_Task statement_:
Retype the forum thread about selling a car privately from "And should we" to "it's been sold).".

_Passage provided_:
My weak google-fu seems to imply that we have to remove and retain the plates; however, how would the purchaser then be able to drive the car home w/o getting pulled over? Or should we leave the plates on and trust that the purchaser will get the car re-registered promptly.

And should we get the buyer sign something to leave with us, confirming the purchase? (I'm thinking in case we need to prove to the DMV that it's been sold).

We're in Virginia, for what that's worth. I've never sold a car privately before, as you can tell!

nivlac
10-21-2006, 08:58 PM
Don't know anything about Virginia, but the last time I sold a car privately I left the plates on. I saw no need to hang onto them. Be sure to file the notice of transfer and release of liability to the DMV ASAP.

Shagnasty
10-21-2006, 09:01 PM
It depends on the state. In Masscahusetts, the plates go with the individual and you keep them for life basically. In other states, they go with the vehicle. There is no way to say in general.

_Provided records_:
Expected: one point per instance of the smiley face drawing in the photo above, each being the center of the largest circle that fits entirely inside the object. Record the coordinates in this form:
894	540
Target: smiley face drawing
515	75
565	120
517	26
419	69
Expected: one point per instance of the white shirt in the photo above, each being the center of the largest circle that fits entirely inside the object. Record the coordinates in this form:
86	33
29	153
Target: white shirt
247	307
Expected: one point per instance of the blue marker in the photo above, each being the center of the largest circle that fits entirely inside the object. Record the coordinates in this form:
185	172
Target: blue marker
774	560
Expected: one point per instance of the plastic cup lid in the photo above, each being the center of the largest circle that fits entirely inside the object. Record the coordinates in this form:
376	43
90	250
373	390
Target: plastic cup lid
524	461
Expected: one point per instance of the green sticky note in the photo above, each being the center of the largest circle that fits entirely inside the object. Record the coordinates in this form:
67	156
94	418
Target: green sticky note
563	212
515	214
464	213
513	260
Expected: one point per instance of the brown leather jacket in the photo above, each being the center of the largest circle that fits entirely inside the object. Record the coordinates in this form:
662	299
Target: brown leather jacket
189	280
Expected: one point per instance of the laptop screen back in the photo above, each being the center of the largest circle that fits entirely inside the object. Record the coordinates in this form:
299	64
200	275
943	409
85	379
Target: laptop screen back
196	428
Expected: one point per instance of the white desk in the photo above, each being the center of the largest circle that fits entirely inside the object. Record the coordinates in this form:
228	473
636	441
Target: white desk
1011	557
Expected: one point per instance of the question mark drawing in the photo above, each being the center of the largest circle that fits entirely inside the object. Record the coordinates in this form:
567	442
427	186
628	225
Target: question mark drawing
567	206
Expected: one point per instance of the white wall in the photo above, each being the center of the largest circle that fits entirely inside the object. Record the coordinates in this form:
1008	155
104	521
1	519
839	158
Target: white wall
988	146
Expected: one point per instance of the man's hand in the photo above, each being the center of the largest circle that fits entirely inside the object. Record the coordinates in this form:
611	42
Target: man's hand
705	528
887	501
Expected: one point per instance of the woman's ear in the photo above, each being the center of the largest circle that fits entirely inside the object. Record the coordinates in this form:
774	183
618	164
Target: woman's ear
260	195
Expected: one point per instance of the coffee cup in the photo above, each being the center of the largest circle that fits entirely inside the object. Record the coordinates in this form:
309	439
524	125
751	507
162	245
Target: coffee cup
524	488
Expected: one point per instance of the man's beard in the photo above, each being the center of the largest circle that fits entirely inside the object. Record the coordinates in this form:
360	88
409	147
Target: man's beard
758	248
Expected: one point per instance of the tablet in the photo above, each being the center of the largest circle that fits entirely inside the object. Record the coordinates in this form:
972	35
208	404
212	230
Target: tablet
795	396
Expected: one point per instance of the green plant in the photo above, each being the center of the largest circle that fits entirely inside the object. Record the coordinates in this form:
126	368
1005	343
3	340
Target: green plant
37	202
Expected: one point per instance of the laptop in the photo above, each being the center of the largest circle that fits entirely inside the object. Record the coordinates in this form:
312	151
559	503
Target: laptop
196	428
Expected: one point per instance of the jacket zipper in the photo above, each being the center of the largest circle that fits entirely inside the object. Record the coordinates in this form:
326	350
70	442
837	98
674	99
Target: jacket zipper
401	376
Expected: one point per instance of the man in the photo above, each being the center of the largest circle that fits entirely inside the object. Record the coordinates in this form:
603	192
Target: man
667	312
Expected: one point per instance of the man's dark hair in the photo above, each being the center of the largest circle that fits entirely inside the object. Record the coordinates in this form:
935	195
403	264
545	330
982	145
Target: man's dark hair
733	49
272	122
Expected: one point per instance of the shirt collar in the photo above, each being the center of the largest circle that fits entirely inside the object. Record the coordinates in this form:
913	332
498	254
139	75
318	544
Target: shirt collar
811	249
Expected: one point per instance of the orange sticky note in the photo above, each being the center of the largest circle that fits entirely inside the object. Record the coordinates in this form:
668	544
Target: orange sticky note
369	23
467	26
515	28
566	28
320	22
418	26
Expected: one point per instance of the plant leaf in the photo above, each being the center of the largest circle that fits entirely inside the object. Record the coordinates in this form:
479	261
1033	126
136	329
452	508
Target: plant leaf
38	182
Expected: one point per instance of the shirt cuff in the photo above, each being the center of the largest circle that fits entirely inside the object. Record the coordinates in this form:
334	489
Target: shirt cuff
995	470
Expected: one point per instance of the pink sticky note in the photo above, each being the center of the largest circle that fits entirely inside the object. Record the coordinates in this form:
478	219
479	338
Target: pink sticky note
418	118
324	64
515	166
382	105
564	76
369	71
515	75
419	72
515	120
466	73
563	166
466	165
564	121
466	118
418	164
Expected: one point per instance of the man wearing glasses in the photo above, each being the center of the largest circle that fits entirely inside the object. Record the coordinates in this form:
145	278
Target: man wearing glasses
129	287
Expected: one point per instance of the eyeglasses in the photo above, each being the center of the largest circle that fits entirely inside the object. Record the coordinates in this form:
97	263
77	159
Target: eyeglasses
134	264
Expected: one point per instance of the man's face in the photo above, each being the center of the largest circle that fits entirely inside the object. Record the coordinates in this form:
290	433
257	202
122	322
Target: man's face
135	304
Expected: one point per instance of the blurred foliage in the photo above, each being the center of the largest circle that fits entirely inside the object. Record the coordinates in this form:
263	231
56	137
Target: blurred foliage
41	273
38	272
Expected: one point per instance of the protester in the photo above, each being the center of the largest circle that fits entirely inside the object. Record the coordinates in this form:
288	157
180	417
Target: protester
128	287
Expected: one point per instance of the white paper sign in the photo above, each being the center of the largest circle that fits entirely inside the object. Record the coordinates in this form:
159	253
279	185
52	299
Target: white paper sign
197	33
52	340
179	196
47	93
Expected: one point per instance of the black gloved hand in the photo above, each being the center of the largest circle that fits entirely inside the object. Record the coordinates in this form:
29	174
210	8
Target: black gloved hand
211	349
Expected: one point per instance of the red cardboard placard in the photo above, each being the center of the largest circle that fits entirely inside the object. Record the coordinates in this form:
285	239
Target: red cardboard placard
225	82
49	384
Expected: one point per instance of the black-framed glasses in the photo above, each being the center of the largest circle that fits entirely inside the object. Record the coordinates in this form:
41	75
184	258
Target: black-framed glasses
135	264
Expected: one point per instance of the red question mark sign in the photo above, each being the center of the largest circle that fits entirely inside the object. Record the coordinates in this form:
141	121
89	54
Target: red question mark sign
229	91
---
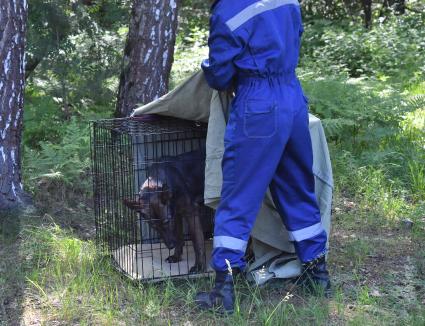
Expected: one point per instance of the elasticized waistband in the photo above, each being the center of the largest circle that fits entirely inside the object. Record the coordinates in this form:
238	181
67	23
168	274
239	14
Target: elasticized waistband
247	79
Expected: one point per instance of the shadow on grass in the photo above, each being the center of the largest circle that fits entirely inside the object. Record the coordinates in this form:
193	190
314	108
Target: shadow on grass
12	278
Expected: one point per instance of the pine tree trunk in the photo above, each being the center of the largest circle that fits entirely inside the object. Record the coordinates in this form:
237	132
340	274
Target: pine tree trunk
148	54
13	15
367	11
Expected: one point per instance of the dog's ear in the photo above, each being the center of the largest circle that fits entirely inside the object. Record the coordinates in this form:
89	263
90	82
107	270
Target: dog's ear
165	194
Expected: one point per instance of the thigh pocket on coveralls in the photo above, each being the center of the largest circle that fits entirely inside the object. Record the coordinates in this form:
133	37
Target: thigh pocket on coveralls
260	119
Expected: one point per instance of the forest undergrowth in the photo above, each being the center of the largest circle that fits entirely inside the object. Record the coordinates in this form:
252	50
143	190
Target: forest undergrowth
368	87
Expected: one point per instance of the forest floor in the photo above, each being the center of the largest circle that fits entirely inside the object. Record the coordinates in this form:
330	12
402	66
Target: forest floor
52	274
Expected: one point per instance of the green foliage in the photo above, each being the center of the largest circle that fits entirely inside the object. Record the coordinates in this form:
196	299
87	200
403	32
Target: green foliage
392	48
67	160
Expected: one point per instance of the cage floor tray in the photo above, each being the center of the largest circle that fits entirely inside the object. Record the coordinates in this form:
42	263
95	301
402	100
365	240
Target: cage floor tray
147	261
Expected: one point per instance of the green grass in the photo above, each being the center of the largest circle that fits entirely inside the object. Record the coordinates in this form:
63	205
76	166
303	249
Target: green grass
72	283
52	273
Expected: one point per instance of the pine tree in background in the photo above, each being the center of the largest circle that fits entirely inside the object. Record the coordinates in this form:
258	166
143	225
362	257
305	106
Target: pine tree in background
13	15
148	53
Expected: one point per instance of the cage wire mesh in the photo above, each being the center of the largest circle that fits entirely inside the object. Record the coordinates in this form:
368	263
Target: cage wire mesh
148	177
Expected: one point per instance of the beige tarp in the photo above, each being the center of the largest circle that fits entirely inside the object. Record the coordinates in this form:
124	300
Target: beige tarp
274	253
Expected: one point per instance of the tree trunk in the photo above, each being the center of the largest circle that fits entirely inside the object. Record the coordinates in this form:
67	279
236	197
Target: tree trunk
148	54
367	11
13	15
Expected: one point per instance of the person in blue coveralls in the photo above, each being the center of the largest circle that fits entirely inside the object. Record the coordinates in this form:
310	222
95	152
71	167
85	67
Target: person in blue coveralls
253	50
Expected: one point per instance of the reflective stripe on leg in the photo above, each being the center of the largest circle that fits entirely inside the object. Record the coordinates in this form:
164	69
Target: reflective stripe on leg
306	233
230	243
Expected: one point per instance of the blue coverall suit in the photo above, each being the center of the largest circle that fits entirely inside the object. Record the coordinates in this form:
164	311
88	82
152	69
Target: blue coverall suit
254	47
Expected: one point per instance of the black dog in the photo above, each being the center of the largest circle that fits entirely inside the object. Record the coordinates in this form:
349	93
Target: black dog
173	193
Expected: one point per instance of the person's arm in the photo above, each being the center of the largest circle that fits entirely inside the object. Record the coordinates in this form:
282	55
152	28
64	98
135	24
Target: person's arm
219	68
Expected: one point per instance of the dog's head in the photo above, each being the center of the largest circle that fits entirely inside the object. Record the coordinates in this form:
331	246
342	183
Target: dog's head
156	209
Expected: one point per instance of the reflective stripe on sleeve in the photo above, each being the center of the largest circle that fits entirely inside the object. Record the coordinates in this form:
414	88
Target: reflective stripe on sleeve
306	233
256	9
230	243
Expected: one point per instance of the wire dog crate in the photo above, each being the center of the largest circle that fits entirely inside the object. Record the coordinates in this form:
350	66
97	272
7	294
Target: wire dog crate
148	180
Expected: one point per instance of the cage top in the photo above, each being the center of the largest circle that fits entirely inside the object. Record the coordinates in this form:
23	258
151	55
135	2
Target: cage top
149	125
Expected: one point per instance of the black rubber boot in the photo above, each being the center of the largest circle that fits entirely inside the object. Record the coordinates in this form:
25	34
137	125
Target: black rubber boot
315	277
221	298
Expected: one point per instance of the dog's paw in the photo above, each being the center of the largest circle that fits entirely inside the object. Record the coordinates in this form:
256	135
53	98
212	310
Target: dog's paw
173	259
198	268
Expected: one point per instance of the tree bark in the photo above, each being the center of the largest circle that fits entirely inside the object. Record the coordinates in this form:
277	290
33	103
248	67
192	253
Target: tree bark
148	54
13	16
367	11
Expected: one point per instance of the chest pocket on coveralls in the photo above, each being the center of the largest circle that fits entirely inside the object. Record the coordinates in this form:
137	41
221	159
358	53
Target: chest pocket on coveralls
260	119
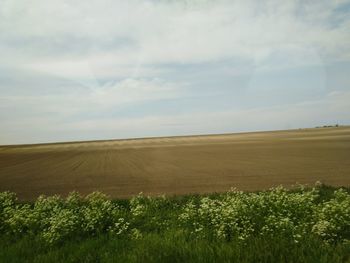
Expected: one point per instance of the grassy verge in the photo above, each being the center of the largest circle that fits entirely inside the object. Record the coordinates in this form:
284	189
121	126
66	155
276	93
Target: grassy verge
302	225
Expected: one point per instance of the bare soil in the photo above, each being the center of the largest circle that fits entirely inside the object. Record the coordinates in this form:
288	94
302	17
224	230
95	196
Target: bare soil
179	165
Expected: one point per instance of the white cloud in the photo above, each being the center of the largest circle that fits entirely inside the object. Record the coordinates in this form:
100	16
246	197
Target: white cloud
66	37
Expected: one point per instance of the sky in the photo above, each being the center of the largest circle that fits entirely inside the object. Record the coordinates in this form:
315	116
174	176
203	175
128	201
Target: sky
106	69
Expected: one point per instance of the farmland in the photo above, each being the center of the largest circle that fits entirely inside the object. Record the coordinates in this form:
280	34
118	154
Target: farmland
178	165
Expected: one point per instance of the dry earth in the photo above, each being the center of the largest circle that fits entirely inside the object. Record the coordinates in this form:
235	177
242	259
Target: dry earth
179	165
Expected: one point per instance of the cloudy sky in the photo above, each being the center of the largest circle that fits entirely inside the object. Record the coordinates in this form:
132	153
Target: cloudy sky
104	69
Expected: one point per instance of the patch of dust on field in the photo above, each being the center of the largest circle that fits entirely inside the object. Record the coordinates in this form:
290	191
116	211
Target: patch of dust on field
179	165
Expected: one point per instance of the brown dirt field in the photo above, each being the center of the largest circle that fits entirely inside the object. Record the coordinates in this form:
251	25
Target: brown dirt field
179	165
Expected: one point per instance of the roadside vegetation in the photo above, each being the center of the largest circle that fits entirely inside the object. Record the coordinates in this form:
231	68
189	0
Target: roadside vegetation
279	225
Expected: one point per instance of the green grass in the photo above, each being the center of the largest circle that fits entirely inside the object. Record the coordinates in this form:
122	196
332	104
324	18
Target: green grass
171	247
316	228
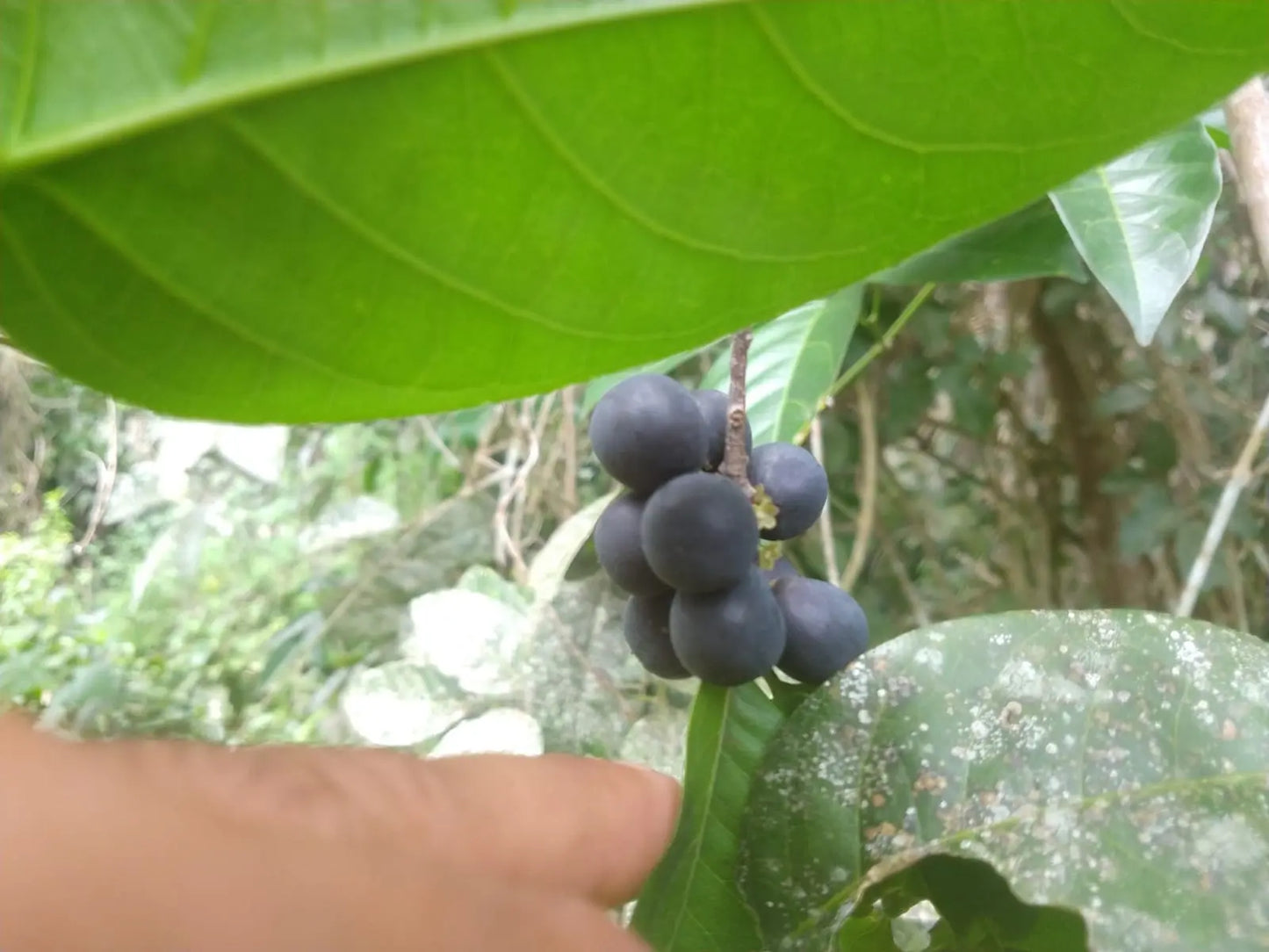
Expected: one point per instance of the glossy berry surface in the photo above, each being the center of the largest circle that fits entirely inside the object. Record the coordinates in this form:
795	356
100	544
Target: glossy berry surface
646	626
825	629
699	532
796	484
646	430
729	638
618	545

_Expected answer_:
And should we get the buyer sign something to leave with us, confirming the purchase? (I'm thinking in case we need to prove to the DMV that it's been sold).